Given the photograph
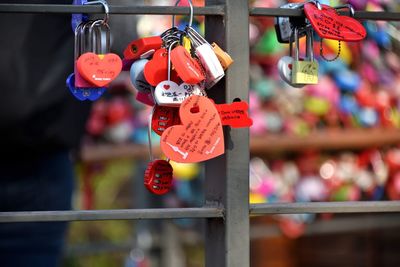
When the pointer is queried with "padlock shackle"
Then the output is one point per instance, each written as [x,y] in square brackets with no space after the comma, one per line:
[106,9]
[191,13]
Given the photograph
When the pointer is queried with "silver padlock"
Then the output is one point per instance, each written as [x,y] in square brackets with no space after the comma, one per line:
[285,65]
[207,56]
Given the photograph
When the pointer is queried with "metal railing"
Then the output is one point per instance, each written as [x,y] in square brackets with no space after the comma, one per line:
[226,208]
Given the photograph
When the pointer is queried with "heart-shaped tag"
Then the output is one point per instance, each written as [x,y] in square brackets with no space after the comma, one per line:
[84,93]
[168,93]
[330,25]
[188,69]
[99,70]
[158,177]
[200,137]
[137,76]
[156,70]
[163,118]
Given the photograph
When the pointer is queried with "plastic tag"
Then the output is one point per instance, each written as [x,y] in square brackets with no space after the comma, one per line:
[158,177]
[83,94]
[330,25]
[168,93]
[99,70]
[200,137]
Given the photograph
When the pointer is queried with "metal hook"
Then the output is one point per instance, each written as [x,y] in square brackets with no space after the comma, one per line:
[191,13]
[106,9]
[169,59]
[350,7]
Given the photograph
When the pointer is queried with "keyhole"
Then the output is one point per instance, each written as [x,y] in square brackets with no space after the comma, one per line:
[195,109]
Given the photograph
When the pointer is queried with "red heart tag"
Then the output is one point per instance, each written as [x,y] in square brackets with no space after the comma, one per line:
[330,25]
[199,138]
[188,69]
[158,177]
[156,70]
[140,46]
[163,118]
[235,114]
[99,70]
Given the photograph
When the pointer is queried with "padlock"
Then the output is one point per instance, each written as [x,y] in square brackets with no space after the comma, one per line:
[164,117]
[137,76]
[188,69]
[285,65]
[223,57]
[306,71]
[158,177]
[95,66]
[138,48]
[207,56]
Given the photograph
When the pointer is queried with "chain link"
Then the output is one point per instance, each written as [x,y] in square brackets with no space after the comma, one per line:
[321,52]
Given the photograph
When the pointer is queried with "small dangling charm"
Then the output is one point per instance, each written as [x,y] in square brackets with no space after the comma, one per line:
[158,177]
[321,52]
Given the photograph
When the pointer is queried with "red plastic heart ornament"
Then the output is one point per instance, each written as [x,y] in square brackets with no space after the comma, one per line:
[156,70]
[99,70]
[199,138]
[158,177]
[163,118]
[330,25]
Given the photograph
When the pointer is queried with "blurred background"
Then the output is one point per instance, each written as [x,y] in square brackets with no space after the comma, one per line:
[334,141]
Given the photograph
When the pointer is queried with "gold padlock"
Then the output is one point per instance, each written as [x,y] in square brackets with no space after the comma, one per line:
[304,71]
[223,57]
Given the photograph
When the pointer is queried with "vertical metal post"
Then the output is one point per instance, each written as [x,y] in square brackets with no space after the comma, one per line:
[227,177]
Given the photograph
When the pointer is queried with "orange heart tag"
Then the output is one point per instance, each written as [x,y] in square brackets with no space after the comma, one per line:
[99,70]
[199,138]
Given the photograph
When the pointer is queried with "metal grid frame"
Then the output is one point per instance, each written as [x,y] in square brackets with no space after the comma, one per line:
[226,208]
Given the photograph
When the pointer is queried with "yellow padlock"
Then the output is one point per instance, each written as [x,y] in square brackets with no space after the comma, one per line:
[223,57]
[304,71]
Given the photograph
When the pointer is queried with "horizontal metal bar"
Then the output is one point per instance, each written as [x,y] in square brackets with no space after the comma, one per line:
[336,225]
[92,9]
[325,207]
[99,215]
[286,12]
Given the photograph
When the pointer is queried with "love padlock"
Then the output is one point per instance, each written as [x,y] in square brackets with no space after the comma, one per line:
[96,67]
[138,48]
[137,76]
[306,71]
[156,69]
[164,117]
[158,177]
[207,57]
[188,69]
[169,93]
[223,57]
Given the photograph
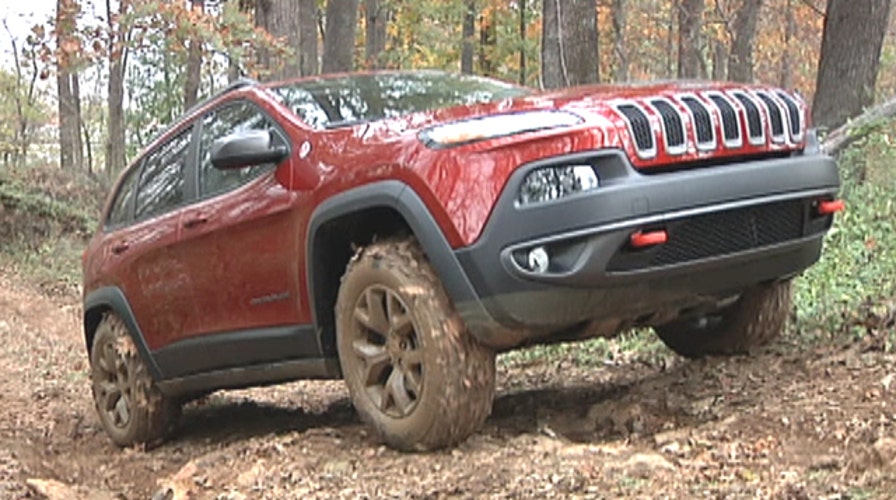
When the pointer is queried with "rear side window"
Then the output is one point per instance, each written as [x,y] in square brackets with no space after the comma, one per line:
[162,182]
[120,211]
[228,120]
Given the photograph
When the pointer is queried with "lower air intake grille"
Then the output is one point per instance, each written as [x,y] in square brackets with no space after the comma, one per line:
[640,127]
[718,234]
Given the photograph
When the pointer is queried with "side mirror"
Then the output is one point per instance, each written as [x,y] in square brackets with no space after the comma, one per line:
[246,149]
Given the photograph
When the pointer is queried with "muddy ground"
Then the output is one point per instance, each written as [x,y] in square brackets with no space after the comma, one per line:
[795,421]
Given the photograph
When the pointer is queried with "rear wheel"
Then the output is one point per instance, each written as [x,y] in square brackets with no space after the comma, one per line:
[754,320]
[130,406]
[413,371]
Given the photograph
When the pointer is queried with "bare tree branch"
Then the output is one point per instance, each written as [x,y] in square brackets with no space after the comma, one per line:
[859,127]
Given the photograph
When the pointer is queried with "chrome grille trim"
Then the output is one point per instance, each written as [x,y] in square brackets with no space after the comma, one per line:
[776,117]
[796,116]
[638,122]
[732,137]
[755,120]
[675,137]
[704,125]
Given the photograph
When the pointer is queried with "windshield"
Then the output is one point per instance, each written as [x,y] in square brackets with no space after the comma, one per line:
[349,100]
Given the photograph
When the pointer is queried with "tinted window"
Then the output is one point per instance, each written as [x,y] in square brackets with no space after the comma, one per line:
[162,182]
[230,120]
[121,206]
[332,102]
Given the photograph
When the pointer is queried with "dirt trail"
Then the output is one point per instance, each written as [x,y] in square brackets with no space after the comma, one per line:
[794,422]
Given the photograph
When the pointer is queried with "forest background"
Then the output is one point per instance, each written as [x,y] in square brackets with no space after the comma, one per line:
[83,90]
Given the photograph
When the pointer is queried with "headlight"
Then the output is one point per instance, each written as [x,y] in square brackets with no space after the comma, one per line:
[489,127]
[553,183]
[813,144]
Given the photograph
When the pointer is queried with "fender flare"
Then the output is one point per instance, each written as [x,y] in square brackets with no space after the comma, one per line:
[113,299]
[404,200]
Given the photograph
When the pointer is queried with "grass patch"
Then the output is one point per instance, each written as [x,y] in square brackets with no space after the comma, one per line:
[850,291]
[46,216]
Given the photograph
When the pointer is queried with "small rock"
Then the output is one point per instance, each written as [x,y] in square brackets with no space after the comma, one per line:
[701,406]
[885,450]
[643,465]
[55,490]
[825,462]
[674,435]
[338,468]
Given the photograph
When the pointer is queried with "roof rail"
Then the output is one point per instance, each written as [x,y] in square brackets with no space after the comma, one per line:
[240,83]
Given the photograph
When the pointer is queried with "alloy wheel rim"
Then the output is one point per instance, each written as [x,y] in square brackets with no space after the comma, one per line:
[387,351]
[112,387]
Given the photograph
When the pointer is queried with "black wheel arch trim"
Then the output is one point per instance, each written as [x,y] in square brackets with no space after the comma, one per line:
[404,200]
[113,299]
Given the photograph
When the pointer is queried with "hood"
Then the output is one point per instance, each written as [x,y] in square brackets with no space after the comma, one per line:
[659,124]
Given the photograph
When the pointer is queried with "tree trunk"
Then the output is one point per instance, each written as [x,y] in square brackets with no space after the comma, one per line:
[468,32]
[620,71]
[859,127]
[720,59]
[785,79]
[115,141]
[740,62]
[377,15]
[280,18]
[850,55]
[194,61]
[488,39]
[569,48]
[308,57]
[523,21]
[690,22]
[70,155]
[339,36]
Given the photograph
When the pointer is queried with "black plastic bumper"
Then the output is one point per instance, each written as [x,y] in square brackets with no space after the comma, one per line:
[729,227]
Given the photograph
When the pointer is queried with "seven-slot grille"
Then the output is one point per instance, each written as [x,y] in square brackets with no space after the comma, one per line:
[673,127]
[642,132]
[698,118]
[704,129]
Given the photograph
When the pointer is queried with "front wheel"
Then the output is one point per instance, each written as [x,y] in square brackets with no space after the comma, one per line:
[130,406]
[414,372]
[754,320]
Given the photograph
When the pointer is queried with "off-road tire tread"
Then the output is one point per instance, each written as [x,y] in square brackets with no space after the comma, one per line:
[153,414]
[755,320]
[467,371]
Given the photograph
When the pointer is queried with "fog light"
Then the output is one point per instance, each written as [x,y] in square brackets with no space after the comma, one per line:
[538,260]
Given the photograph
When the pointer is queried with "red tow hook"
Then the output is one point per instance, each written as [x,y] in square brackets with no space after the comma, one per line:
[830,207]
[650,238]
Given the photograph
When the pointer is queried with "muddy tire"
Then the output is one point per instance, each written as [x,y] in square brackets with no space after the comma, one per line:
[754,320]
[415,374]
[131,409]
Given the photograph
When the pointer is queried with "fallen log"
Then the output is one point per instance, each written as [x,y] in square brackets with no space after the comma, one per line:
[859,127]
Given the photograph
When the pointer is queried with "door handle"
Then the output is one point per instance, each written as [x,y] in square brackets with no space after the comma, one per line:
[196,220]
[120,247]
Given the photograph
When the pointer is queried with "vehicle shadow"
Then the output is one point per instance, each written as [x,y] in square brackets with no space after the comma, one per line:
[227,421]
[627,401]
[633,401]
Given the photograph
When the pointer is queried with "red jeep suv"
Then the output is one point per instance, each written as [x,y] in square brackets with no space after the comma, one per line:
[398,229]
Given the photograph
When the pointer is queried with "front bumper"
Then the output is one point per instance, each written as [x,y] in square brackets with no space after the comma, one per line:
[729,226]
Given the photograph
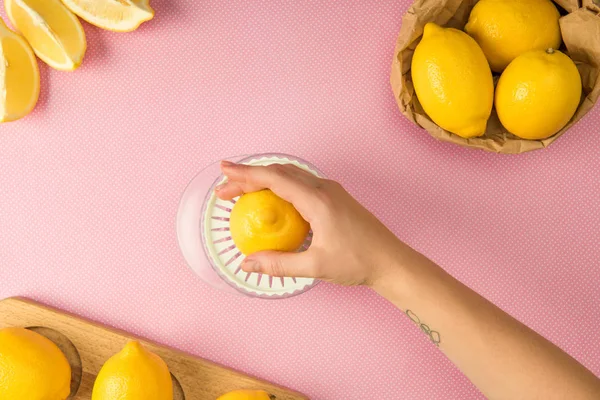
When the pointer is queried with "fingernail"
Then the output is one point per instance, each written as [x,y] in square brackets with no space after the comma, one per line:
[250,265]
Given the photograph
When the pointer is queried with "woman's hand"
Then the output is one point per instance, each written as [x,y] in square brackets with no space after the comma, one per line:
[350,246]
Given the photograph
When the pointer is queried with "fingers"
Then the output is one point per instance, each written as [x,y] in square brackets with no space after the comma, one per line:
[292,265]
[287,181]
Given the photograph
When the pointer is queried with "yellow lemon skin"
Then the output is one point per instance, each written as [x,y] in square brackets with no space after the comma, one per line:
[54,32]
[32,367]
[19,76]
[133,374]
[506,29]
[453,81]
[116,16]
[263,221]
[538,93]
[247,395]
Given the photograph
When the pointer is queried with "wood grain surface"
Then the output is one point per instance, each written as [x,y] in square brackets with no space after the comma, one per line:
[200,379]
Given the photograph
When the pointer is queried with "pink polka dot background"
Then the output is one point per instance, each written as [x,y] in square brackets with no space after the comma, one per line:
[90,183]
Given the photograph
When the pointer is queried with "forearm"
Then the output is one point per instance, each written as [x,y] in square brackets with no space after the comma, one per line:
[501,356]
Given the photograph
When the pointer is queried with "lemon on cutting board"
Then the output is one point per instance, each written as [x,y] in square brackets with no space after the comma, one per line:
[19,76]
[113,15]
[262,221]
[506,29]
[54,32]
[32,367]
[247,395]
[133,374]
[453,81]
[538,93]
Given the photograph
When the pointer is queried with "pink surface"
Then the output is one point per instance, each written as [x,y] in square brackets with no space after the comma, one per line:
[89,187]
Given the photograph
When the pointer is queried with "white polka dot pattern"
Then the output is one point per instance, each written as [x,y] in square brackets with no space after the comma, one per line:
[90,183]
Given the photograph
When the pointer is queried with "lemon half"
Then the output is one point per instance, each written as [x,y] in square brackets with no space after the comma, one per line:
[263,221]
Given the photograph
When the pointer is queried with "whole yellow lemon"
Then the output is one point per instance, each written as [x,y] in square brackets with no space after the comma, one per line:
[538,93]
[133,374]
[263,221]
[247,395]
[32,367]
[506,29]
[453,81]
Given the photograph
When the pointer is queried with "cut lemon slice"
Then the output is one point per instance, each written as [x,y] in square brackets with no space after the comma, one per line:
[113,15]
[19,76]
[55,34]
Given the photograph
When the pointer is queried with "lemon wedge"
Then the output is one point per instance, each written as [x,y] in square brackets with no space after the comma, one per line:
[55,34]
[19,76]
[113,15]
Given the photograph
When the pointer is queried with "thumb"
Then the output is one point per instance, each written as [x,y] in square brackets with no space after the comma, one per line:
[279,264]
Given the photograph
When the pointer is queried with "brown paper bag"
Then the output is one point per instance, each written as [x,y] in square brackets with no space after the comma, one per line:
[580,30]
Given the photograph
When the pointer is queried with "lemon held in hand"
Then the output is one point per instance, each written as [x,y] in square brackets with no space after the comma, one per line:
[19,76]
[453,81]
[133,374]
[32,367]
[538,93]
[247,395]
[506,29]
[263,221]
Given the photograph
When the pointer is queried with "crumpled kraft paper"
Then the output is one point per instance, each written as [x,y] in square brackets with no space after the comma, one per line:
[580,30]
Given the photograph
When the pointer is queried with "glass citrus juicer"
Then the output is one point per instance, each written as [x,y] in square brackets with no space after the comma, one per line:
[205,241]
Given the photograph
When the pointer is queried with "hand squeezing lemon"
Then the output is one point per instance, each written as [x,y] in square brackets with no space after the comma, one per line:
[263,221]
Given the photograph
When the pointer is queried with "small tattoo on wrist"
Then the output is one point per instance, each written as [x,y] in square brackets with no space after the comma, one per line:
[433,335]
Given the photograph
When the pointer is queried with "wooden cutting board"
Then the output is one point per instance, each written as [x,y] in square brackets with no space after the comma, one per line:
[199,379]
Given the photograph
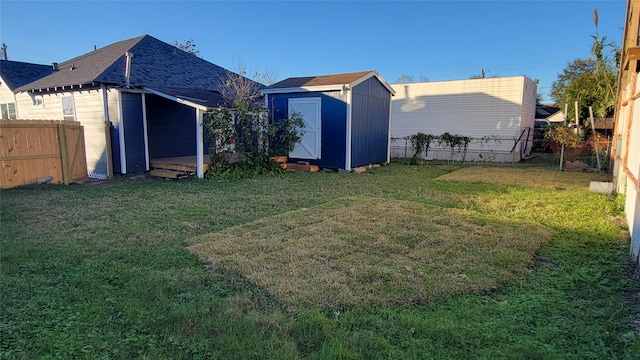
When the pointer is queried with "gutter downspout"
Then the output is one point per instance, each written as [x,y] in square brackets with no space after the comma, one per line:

○ ○ ○

## What you will do
Every line above in which the word "black" occurs needs to be copied.

## Task solution
When the pointer is queried with "black wheel arch trim"
When the pointer is queried with "black plastic bumper"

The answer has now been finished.